*REQUIRED TASKS:*
(1) Answer these questions using the passage on Chapter 12 bankruptcy:
(a) In what year did Congress create Chapter 12?
(b) Over how many years may a Chapter 12 repayment plan run?
(c) About what share of Chapter 12 cases end with a successful discharge?
(2) Set down the passage on Chapter 12 bankruptcy word for word, from "Congress created Chapter" to "for agricultural producers.".

:: QUOTED PASSAGE

Chapter 12: A Restructuring Tool, Not the Final Word
Before examining trends, it’s worth reframing what a Chapter 12 bankruptcy filing represents. The common assumption that “bankruptcy equals losing the farm” is largely wrong when it comes to Chapter 12.
Congress created Chapter 12 at the height of the farm crisis in 1986, as a debt-restructuring mechanism tailored to the economics of family farming. Unlike Chapter 7 liquidation, which forces asset sales to pay creditors, Chapter 12 allows a farmer to continue operating while proposing a structured repayment plan over three to five years. The process freezes collection actions through an automatic stay, can reduce the principal balance of secured debt to the current market value of the underlying collateral (the ‘cramdown’ provision) along with interest rates to current market levels, and even allows certain tax liabilities, including capital gains from the sale of farm assets, to be discharged as unsecured debt. No other bankruptcy chapter offers this combination of protections for agricultural producers.
The practical effect is significant: A Chapter 12 filer is not surrendering but rather using a federally designed legal tool to convert high-pressure, short-term operating loans into longer-term, land-secured debt structures—buying years of breathing room that informal lender negotiations rarely provide. As one Iowa bankruptcy attorney described it, many Chapter 12 filers are effectively “borrowing money on the land” through the restructuring process, resetting the financial clock while keeping the operation running.
Approximately 40% of Chapter 12 cases conclude with a successful discharge, meaning the farmer completes the repayment plan and exits bankruptcy with the operation intact. That figure understates the true preservation rate, since many cases are resolved through negotiated settlements before or during the process. For agricultural lenders, this means that a filing, while operationally challenging, frequently results in a restructured—and ultimately more sustainable—borrower relationship, rather than a total loss.
The Current Cycle: Rising Filings, But in Historical Perspective
With that context in place, the current filing trend warrants attention—but in a measured way. The 46% year-over-year increase in 2025 follows a 55% increase in 2024, ending a multi-year period of historically low filings. The Chapter 12 filing rate reached its lowest level in nearly two decades in 2022, due to the 2021–2022 commodity price boom, which allowed many farm operators to pay down debt and rebuild reserves. The current rise in bankruptcy filings may be a reversion from an exceptionally favorable period, not the beginning of something unprecedented.

::::
:: RECORD LIST

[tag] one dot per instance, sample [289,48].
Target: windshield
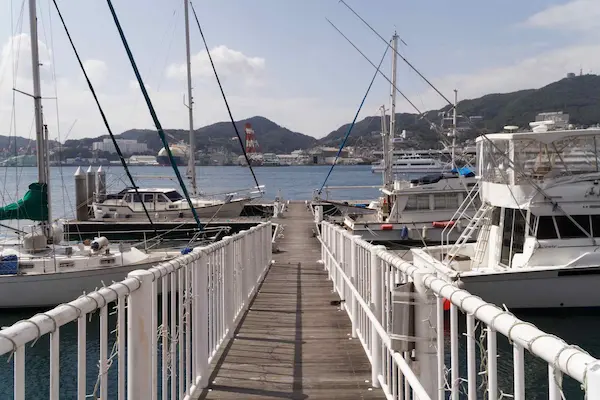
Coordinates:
[173,195]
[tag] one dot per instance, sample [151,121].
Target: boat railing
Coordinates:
[329,189]
[406,338]
[171,321]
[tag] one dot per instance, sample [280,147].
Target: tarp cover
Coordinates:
[33,206]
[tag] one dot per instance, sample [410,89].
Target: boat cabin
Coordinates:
[542,191]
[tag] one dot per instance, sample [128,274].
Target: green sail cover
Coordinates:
[33,206]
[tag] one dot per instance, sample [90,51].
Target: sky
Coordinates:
[281,59]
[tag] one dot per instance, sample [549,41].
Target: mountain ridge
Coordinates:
[579,96]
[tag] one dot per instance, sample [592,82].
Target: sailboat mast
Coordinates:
[37,93]
[390,178]
[40,137]
[191,158]
[454,128]
[387,162]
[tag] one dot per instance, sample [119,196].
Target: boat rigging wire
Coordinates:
[353,121]
[397,53]
[104,119]
[471,124]
[161,132]
[237,133]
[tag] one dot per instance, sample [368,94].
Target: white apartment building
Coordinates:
[127,146]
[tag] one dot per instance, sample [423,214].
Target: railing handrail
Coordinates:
[570,359]
[385,338]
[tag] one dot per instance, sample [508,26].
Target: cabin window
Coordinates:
[418,202]
[496,212]
[568,230]
[445,200]
[506,237]
[513,234]
[519,229]
[596,225]
[546,228]
[531,224]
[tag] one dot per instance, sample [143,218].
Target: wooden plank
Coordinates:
[293,344]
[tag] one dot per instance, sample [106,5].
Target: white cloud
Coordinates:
[125,107]
[575,15]
[229,63]
[532,72]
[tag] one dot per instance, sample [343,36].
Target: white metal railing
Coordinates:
[366,277]
[171,322]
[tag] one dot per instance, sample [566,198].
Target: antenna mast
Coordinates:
[454,128]
[387,162]
[40,137]
[390,178]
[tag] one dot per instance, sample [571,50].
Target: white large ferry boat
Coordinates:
[413,164]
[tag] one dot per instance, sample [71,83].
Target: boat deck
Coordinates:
[293,343]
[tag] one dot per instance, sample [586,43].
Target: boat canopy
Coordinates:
[33,206]
[464,171]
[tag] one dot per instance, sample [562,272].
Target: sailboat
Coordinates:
[168,203]
[36,270]
[412,211]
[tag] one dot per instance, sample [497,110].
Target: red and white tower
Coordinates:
[251,142]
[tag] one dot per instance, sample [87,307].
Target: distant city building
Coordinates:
[127,146]
[560,119]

::::

*TASK SOLUTIONS:*
(1)
(a) 1986
(b) Three to five years
(c) Approximately 40%

(2)
Congress created Chapter 12 at the height of the farm crisis in 1986, as a debt-restructuring mechanism tailored to the economics of family farming. Unlike Chapter 7 liquidation, which forces asset sales to pay creditors, Chapter 12 allows a farmer to continue operating while proposing a structured repayment plan over three to five years. The process freezes collection actions through an automatic stay, can reduce the principal balance of secured debt to the current market value of the underlying collateral (the ‘cramdown’ provision) along with interest rates to current market levels, and even allows certain tax liabilities, including capital gains from the sale of farm assets, to be discharged as unsecured debt. No other bankruptcy chapter offers this combination of protections for agricultural producers.